### SUPPLIED TEXT ###
However document was signed by Ibrahim Bawa, the acting director in charge of INEC Legal Unit and Abimbola Oladunjoye, head of unit, Data Management, of the commission's Information and Communication Technology Department. According to the result declared by the Returning Officer for Rivers State, Osasere Orumwense on 13 April, Wike was awarded 1,029,102 votes, representing 87.77 per cent of 1,228,614, being the conjured number of total accredited voters. However, the tribunal was informed that according to INEC documents, tendered as court evidence, the total number of accredited voters in Rivers was only 292,878. It was also common knowledge, however, that there was widespread malfunction of Card Readers on the Election Day prompting the extension of the election to the next day and granting recourse to the use of manual accreditation without the faulty card readers.

The commission's central server captured all actual validated and authenticated votes for the Rivers State elections on 11 April 2015, making fraud by manual accreditation impossible.

In that election, only those votes captured by the central servers from the PVC-SCR are deemed accredited and valid; manual accreditation is not allowed for governorship elections. The Court of Appeal has however ruled in the case of Agbaje vs Ambode that the non use of card readers is not a ground to nullify an election. The River State governorship election tribunal nullified the election of Wike on 24 October 2015. The election tribunal ordered governorship election rerun in Rivers State within 90 days immediately after the day of judgment generating uproar within the country as to alleged partisanship and corruption within the judiciary.
### RAW DATA ###
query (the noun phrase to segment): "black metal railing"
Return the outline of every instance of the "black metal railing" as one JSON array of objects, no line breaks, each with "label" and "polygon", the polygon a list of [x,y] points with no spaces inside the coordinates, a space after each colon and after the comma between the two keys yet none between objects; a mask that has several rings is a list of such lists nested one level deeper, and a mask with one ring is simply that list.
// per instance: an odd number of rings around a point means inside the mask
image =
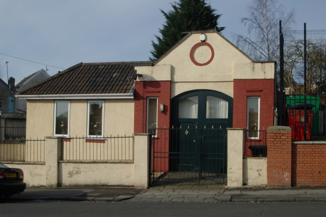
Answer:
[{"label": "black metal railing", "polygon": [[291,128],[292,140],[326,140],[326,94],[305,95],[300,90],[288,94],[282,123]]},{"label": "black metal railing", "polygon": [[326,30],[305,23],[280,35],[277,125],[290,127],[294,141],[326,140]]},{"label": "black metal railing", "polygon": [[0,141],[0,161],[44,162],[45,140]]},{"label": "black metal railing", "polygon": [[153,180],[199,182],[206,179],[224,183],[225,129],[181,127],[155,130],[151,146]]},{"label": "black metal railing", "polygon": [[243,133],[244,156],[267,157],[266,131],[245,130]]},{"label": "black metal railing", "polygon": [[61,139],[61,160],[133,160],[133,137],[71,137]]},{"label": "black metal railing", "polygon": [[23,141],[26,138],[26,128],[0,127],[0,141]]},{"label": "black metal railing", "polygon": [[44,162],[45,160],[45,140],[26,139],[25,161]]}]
###
### RAW DATA ###
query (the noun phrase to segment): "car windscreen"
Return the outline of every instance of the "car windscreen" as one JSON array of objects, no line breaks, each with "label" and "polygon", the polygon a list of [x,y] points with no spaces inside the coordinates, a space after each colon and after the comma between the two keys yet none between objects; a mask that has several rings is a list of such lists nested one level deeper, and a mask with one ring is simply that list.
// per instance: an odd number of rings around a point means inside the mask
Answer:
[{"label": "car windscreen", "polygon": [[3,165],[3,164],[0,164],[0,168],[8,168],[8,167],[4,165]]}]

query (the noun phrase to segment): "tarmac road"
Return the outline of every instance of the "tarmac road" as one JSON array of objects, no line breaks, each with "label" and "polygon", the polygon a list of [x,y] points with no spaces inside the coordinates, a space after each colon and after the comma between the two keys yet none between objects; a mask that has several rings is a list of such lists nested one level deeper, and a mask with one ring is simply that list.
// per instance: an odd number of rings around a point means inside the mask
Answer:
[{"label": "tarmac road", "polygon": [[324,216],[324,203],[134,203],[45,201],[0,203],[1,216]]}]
###
### RAW DATA ###
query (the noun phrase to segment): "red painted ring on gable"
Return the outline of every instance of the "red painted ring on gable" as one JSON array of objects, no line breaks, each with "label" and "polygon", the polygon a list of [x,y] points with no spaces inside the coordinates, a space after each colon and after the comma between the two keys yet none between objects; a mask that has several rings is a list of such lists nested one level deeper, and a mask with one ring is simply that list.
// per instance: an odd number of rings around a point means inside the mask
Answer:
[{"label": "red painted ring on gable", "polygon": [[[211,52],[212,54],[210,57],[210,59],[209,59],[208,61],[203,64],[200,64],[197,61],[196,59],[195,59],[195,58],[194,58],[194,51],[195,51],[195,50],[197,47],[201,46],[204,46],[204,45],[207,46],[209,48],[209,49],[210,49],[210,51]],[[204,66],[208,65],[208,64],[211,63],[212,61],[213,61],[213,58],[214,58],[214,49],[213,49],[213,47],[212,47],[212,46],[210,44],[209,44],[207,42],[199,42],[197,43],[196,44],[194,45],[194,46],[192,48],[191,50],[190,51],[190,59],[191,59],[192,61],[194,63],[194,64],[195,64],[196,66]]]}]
###
*THINGS TO DO*.
1) In the passage on the 2015 Rivers State governorship election, what total number of accredited voters in Rivers did the INEC documents tendered as court evidence show?
2) Carry on the passage about the 2015 Rivers State governorship election, starting after its final sentence.

*ANSWERS BELOW*.
1) 292,878

2)
===2019 gubernatorial re-election===
The INEC declared Wike the winner of Rivers State governorship polls on Wednesday, 3 April 2019, after suspending the process for some days. Wike took his oath of office on Wednesday, 29 May 2019 at Yakubu Gowon Stadium, Port Harcourt as he commenced his second term. In his address, he promised to put Rivers State first.

In May 2022, he contested for the Peoples Democratic Party presidential ticket but lost to Atiku Abubakar. He also supported Sim Fubara as the PDP governorship candidate in Rivers state.

===Ministerial nomination by President Tinubu===
On 27 July 2023, President Bola Ahmed Tinubu sent Wike's name, along with 27 others, to the 10th Nigerian Senate as ministerial nominees. On 31 July 2023, Wike was screened by the senate where he declared that President Tinubu would not regret nominating him as a minister in his cabinet. He is now the current Minister of the FCT.

==Reforms==
In line with his plans for educational reform, Nyesom Wike declared public primary and secondary education free. He disclosed this on Monday, 24 June 2019, in a meeting at the government house, Port Harcourt. This was joined with complaints and appreciation; The latter from parents and former Principals and headmasters in the state. However, the Government of Wike held its ground amidst the perpetual demur until they all dissolved.

In 2019, Wike through the State Ministry of Education announced free registration for participating locals of the state in the annual JAMB examination.

In 2022, he signed a measure into law that strengthens a women's right to inherit property. Upon signing the bill, he encouraged women to claim what is theirs and said they should not be afraid to do so because it is their legal right.

==Projects==
During his second term as a governor, he kicked-off the construction of three major flyovers simultaneously in Port Harcourt. The location of the flyovers are at Garrison, Rumoukoro and Artillery.

==Controversies==

Having had a disagreement with his party's candidate (PDP)(Atiku) in the 2023 presidential election, Wike was appointed Minister of the Fct under the Tinubu's administration (APC).

During his term as a governor of Rivers State and his term as FCT minister, Wike enforced the legal payment of ground rent in the Fct therefore frequently clashing with individuals and institutions who refused to abide by the law.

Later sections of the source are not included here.